- _Tarefa_: Continue o texto sobre os hipermercados perdendo espaço para o atacarejo, começando logo depois da última frase dele.

No caso dos hipermercados, o modelo vem perdendo o apelo da compra numa única parada, que favoreceu o canal na pandemia, além de ter sentido o recuo na venda de eletrônicos neste ano. No campo oposto, o atacarejo segue em alta sustentado pela percepção de preço baixo, que ganha relevância maior com a pressão inflacionária na cesta de alimentos, que não cedeu no segundo trimestre. “A ilusão acabou e a realidade bateu. Os hipermercados estão retornando ao patamar normal, com desempenho abaixo do restante. E as redes saem da pandemia voltando ainda mais sua artilharia aos atacarejos novamente. Tudo está virando atacarejo”, disse Manoel de Araújo, socio diretor da consultoria Capital Broker.

Segundo relatório da Nielsen, encaminhado aos associados da Abras, entidade do setor, a fatia dos hipermercados no valor vendido no autosserviço recuou de 22,8% de janeiro a maio de 2020, para 20,6% neste ano. A venda subiu apenas 1,1%, sendo que no total o setor cresceu 11,9%. O Valor apurou que de janeiro a 9 de maio a taxa perdeu força, com alta acumulada de 0,5%.

Nos minimercados, a participação nas vendas sofreu leve recuo, menor que nos hipermercados, mas o canal foi se distanciando da fatia de quase 8% que chegou a bater em 2020. A taxa passou de 7,7% para 7,4% de janeiro a maio de 2020 e 2021, respectivamente. Com base no faturamento total do setor, de R$ 554 bilhões em 2020, cada 0,1 ponto equivale a R$ 554 milhões. O faturamento avançou 8,6%, também abaixo da média.

Há efeito da queda na venda de eletroeletrônicos nos hipermercados, com a reabertura das lojas das redes especializadas, como Magazine Luiza e Casas Bahia, mas esse impacto é parcial. Isso porque a operação on-line dessas varejistas se manteve por meio do on-line, e em ritmo acelerado. E os próprios números da época mostram que, apesar da alta, não houve explosão de venda de duráveis nos hipermercados – o que turbinaria a base. Até maio de 2020, a venda subia 7%, frente a uma média ia de 11%.

“As taxas do hipermercado estão bem mais moderadas. O canal ganhou a preferência pela necessidade de compra rápida e que ocorre numa só parada. Isso foi perdendo o apelo”, diz Roberto Butragueño, diretor de atendimento ao varejo da Nielsen. “O hipermercado é um modelo questionado no mundo há anos, e as redes foram adaptando as lojas às mudanças de comportamento e vão ter que continuar nesse movimento.”

- _Entradas listadas_:
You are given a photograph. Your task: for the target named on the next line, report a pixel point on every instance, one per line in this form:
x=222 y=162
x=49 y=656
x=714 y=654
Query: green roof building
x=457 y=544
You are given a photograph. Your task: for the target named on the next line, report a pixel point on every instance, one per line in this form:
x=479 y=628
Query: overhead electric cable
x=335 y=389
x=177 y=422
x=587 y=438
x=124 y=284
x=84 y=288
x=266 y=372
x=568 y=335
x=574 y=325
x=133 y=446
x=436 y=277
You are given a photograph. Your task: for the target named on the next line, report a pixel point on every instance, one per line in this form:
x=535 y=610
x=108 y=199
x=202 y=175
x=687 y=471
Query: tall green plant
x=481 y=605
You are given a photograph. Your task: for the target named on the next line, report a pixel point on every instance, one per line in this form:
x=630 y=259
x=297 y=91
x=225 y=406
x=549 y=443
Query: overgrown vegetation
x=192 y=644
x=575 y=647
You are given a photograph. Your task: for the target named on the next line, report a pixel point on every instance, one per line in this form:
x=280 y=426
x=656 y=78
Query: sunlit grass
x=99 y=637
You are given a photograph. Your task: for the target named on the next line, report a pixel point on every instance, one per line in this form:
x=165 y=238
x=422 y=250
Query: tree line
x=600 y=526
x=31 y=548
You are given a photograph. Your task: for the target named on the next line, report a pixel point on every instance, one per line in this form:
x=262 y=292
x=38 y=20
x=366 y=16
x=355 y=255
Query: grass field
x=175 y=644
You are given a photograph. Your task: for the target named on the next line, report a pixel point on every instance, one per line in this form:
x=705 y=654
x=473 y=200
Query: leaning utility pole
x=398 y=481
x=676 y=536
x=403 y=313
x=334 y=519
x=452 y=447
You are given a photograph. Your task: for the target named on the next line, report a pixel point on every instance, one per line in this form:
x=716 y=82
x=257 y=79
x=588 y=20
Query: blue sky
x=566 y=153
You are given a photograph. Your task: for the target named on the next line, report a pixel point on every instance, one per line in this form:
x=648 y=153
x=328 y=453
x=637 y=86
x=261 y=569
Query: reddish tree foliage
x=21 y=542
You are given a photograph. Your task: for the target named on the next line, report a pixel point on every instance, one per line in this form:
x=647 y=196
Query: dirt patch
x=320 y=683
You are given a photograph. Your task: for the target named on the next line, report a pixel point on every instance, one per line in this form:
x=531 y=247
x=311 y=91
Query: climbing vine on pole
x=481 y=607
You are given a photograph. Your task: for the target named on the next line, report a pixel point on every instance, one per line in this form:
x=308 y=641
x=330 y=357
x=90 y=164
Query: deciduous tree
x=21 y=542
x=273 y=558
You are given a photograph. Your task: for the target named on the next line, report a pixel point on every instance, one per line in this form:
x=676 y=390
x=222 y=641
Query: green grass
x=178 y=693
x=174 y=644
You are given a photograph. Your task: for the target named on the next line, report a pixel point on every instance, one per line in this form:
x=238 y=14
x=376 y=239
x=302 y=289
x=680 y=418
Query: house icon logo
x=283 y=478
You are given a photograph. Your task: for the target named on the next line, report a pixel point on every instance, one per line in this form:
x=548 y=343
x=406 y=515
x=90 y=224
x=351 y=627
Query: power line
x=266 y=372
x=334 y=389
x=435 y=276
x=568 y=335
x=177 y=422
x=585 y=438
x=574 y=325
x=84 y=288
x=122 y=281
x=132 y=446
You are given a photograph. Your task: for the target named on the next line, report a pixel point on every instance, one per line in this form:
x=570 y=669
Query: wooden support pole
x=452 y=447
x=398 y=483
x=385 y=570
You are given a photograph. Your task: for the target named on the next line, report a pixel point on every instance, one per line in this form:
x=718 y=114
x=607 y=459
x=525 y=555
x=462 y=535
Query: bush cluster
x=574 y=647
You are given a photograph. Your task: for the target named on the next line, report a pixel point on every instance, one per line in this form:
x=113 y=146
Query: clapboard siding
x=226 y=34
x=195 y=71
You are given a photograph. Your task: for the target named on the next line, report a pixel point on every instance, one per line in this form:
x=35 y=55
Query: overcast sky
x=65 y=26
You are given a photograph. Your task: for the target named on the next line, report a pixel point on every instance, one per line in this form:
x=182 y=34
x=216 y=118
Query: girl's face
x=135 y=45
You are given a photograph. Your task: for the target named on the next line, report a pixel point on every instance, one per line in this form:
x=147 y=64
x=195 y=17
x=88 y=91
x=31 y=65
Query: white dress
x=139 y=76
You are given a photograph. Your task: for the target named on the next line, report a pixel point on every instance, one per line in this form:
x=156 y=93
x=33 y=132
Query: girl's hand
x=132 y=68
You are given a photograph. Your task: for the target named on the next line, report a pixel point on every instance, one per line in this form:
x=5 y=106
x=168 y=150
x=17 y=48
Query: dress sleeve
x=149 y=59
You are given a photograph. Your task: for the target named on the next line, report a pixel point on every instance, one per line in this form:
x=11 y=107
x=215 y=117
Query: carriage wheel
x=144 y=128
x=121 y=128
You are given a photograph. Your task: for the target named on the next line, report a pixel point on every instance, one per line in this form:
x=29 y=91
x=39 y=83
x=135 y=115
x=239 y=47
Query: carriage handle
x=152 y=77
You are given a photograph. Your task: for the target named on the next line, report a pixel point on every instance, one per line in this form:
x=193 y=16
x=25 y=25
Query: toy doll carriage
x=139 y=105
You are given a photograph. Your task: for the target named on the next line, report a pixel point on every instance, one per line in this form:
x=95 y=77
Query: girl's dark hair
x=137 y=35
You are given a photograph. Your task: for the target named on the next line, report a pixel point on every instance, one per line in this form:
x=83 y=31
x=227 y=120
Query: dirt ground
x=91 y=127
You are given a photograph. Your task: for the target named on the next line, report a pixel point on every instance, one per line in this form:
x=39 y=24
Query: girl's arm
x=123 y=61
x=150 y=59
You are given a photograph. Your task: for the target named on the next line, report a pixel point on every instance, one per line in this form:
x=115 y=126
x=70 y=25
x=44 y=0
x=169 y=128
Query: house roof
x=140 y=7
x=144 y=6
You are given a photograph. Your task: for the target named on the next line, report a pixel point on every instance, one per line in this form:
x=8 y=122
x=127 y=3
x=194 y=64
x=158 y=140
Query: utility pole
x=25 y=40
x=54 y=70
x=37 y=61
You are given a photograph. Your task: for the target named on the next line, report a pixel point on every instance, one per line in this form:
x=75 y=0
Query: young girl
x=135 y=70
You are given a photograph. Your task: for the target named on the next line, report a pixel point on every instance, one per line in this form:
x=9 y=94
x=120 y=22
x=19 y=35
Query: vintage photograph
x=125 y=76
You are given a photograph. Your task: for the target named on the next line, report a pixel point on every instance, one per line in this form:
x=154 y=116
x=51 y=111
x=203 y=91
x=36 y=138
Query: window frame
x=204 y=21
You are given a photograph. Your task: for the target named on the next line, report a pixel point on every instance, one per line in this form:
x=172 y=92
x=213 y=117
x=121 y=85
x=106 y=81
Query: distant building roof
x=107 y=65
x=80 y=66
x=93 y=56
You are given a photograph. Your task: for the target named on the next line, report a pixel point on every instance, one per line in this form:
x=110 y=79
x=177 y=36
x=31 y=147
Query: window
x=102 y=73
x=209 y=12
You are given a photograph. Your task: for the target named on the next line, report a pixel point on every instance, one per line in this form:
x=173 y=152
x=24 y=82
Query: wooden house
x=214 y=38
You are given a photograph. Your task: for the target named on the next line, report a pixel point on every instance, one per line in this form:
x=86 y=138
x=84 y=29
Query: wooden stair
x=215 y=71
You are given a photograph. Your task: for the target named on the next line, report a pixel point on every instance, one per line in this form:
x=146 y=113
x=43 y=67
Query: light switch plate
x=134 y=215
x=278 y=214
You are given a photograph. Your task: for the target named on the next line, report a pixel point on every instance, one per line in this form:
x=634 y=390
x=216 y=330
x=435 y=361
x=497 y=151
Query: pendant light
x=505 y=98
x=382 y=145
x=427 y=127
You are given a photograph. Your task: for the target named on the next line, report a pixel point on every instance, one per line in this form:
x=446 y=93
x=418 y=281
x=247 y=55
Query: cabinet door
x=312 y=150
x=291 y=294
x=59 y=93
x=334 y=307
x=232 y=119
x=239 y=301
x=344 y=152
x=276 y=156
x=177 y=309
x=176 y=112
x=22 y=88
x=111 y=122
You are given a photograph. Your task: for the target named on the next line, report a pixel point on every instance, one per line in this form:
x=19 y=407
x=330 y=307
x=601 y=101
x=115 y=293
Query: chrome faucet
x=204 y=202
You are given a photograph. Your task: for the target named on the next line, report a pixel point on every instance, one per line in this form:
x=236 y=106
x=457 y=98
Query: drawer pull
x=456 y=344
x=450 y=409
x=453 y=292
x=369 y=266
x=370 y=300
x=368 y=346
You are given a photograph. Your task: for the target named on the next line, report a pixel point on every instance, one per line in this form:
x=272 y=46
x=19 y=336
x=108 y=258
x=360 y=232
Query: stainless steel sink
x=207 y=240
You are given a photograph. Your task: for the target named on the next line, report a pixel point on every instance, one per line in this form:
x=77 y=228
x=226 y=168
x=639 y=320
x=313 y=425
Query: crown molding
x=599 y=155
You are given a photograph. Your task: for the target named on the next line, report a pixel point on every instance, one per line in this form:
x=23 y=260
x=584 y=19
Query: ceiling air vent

- _Resposta da tarefa_:
Seguindo na liderança, o atacarejo ganhou fatia no bolo total, passando de 31,7% para 34%, com as vendas acelerando num ritmo quase o dobro do geral (19,9%), mesmo com a forte base de 2020. Esse modelo é o que mais vende no país, após superar os hipermercados em 2018. “Há o apelo do preço mais baixo num período de renda em declínio, e eles melhoraram o nível de serviço. E não se trata de um ganho com lojas novas, porque as redes reduziram aberturas após a crise”, diz Butragueño.

Nesse cenário, mais de um ano após o início da pandemia, as redes tentam fortalecer seus canais mais estratégicos. O GPA vai retomar abertura do Pão de Açúcar e do Minuto Pão de Açúcar para acelerar crescimento com lojas novas. Mas não há planos de abrir novos hipermercados. As vendas dos hipermercados do GPA encolheram 7,3% de janeiro a março. Na bandeira Pão de Açúcar, de supermercado, a queda foi de 3,5% e os minimercados cresceram 34%. Serão 50 Pão de Açúcar até 2024 e 100 pontos do Minuto, sendo 20 lojas para 2021, disse a analistas em maio o CEO Jorge Faiçal.

O grupo ainda começou, na metade de 2020, a praticar preços próximos ao do atacarejo em 45 dos 103 pontos dos hipermercados Extra para uma cesta determinada de itens. Até o fim de setembro, o restante das lojas também sofrerá a mudança. É o mesmo modelo de atuação do Assaí, rede que sofreu cisão do GPA neste ano, e que apurou 21% de alta na receita até março. O Assaí tem projeção de 25 a 30 inaugurações ao ano até 2024.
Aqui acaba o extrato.